### Dataset records

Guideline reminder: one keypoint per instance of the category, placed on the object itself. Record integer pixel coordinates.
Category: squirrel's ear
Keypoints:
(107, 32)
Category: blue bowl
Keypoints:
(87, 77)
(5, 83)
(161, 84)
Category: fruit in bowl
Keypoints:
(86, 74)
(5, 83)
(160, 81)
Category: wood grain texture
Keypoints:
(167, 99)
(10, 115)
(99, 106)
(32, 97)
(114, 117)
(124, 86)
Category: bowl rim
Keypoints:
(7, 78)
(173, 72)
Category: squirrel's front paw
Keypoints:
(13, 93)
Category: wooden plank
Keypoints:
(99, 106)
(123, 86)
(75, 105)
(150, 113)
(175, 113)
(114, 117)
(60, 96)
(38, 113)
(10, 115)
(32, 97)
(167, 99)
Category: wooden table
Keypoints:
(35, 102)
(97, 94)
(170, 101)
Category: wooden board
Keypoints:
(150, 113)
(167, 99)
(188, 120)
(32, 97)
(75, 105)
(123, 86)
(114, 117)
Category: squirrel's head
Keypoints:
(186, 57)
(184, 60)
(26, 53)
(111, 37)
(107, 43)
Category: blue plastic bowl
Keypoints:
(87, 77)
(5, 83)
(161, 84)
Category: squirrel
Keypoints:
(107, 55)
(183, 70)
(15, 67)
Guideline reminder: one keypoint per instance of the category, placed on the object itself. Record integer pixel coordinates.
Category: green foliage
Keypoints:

######

#### Work required:
Every record should be printed again exactly as it reads.

#### Task answer:
Guideline reminder: one keypoint per instance of the category, placed on the object itself. Record integer pixel coordinates.
Category: squirrel's ear
Keypoints:
(107, 32)
Category: blue bowl
Keypoints:
(87, 77)
(5, 83)
(161, 84)
Category: fruit in bowl
Keypoints:
(86, 74)
(5, 83)
(160, 81)
Category: wood grain texture
Keypoints:
(167, 99)
(10, 115)
(99, 106)
(32, 97)
(114, 117)
(124, 86)
Category: bowl rim
Keypoints:
(7, 78)
(173, 72)
Category: squirrel's front paw
Keypoints:
(13, 93)
Category: wooden plank
Keypoints:
(99, 106)
(123, 86)
(75, 105)
(150, 113)
(175, 113)
(114, 117)
(60, 96)
(38, 113)
(10, 115)
(32, 97)
(167, 99)
Category: wooden table
Keypoints:
(35, 102)
(97, 94)
(170, 101)
Category: wooden board
Keypoints:
(150, 113)
(167, 99)
(188, 120)
(32, 97)
(75, 105)
(123, 86)
(114, 117)
Category: squirrel's head
Keypoints:
(186, 57)
(184, 60)
(26, 53)
(111, 37)
(107, 43)
Category: blue plastic bowl
Keypoints:
(87, 77)
(5, 83)
(161, 84)
Category: squirrel
Keypoints:
(107, 55)
(183, 70)
(15, 67)
Guideline reminder: one keypoint per instance of the category, placed on the object itself. Record integer pixel coordinates.
Category: green foliage
Keypoints:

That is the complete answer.